Extract -
————————

Beth Shepherd and Sarah Hailes take fashion as seriously as Diana Vreeland. The two stylish-beyond-their-years twentysomethings have opened Kirna Zabête (96 Greene Street; 212-941-9656), which reminds the lathed bodies that commute regularly to Europe of Colette, the too-hip Parisian clothing-and-cool-stuff emporium. In addition to the latest designs by fast-laners like Clements Ribeiro and Olivier Theyskens, and young edgier labels like Wink and Susan Cianciolo, there are scarlet iMacs and dispensers filled with dime-store candy.

Former Barneys shoe buyer and Georgia transplant Jeffrey Kalinsky ignored the naysayers who advised him not to open his store Jeffrey (449 West 14th Street; 212-206-1272) in mid-August, when conventional wisdom has the trendetti immigrating to the Hamptons. “People are waiting for the doors to open on Saturday mornings,” Kalinsky says, adding that he’s planning to unlock the shop an hour earlier. Despite its location in the fashion world’s Sahara, the 12,000-square-foot megastore is seeing a lot of the stiletto crowd, who would gladly sprint across cobblestones for a few choice cuts of Alexander McQueen.

If your credit card is still feeling like it hasn’t gotten a good cardiovascular workout, head south to Auto (805 Washington Street; 212-229-2292), a storefront showroom opening September 18 that will sell the same groovy baubles found in Wallpaper* magazine spreads. Can’t afford a handblown glass vase or cowhide rug? Hang out and page through out-of-print oversize glossies like Flair and Gentry.

Fashion’s chronically underfed fit into Katayone Adeli clothes like precisely cut jigsaw pieces. This week, the designer is unloading more cotton “Dickies-style” pants and scoop-neck shirts at her eponymous boutique at 35 Bond Street (212-260-3500), joining soulmates like Daryl K who’d already colonized this increasingly stylish stretch.

————————

Supplied data -
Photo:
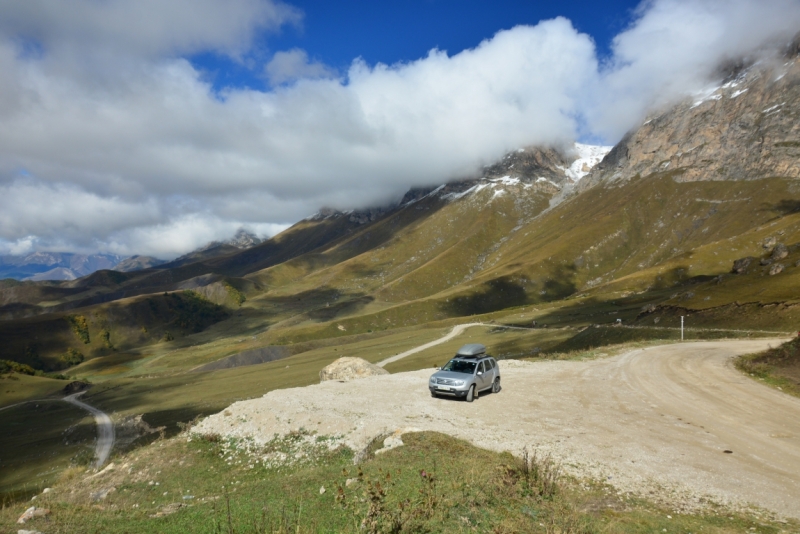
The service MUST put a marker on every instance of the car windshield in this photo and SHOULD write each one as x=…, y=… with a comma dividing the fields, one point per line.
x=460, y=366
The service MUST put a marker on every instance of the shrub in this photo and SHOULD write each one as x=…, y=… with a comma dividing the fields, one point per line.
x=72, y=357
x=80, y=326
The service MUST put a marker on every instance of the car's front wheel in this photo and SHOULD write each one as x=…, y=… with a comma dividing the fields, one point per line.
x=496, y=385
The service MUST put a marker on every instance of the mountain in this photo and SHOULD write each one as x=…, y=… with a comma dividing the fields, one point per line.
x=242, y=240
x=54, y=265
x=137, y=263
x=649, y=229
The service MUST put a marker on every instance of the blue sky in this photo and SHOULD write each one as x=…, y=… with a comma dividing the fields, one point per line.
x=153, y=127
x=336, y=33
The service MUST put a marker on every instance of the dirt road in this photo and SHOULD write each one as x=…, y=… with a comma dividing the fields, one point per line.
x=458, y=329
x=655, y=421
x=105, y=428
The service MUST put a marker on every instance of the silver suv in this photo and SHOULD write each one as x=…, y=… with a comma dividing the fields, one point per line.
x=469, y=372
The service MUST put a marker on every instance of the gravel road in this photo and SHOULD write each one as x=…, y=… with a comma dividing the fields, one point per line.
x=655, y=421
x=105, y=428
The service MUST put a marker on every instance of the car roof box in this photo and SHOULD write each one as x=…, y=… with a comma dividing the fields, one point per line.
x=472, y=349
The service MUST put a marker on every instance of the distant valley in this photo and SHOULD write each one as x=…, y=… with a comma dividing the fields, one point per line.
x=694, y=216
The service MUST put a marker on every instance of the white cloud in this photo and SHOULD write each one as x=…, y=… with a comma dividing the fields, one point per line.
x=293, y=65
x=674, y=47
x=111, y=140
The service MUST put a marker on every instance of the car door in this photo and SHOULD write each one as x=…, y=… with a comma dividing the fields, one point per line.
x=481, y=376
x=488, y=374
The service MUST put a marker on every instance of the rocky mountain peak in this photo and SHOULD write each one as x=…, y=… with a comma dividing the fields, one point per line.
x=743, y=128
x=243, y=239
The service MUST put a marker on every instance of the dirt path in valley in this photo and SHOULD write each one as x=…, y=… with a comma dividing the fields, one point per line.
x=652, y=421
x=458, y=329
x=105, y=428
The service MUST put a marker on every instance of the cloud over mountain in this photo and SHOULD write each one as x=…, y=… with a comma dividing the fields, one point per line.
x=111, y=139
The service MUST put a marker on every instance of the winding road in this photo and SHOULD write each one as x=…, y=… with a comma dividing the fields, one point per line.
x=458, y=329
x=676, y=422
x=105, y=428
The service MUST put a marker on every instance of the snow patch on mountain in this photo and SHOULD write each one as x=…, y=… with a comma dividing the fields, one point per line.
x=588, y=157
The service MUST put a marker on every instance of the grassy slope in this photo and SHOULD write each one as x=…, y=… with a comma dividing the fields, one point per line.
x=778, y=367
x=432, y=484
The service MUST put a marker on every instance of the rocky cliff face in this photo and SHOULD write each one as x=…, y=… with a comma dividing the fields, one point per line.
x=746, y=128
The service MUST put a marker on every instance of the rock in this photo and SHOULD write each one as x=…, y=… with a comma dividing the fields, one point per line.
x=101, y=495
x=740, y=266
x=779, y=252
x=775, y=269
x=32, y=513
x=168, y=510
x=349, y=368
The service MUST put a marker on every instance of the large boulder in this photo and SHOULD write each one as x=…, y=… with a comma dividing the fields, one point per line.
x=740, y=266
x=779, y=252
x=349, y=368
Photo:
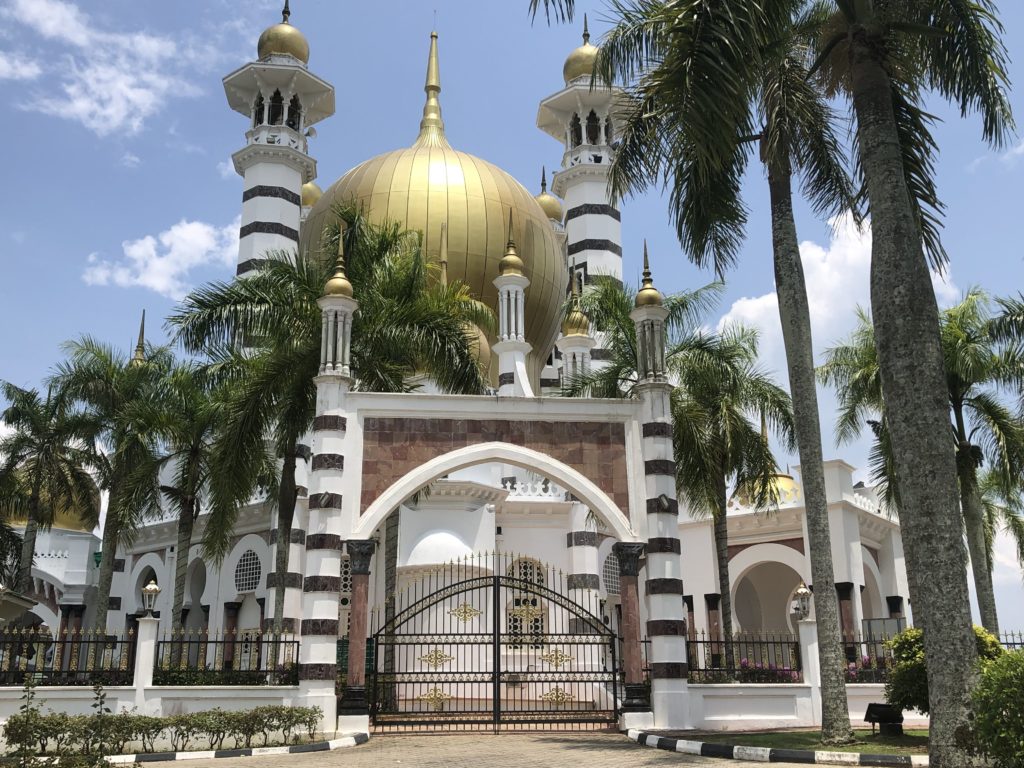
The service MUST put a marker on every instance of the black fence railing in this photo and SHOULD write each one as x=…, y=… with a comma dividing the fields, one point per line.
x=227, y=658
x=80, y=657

————————

Task requirements -
(1) Summarize the piece on new fashion and design shops in two sentences.
(2) Supply what comes next in the piece on new fashion and design shops, picking up after its final sentence.
The items play no part in what comes next.

Answers to the tasks -
(1) Beth Shepherd and Sarah Hailes have opened Kirna Zabête, which sells the latest designer clothing alongside scarlet iMacs and candy dispensers, and former Barneys shoe buyer Jeffrey Kalinsky's 12,000-square-foot store Jeffrey is drawing shoppers despite its mid-August opening. Auto, a showroom opening September 18, will sell the same kind of objects seen in Wallpaper* magazine spreads, and designer Katayone Adeli is offering more cotton pants and scoop-neck shirts at her Bond Street boutique.

(2)
peta sympathizers will have to think twice before flinging the epithets (and the red paint) now that Trufaux (301 West Broadway; 212-334-4545) – where reasonable facsimiles of bear and zebra have been domesticated into A-line skirts and trench coats – is on the scene. Not in the market for a poncho fashioned out of the signature mink manqué? Check out Trina Turk’s ultra-leather motocross pants and Eugenia Kim’s collection of felt hats, trimmed with feathers gleaned in a cruelty-free manner, of course.

Multiculti Me & Ro jewelry finally finds a homeland in NoLIta come October (239 Elizabeth Street; no phone yet). Expect customers like Gwyneth Paltrow and Madonna to fight tooth-and-polished-talon over the sterling-silver pieces and eighteen-karat-gold jewelry studded with precious stones designed by Michele Quan and Robin Renzi.

A refugee from the Issey Miyake design studio, Kosuke Tsumura unfolds his own shop in mid-September. Located in the former Liquid Sky space (241 Lafayette Street; 212-966-0202), Final Home sparkles with high-tech sportswear for what Tsumura refers to as our “mobile and nomadic society.” Expect lots of zippers, Velcro pockets, and a blast of techno with every browse.

Nancy Koltes at Home, another jewel-size boutique sprouting in September out of NoLIta’s precious square footage (31 Spring Street; 212-219-2271), is the downtown place with Italian-made linen sheets that may get uptown Frette fretting. The president of the Scandia Down Shops, Koltes is expanding to software like cashmere robes, fragrances, and lotions.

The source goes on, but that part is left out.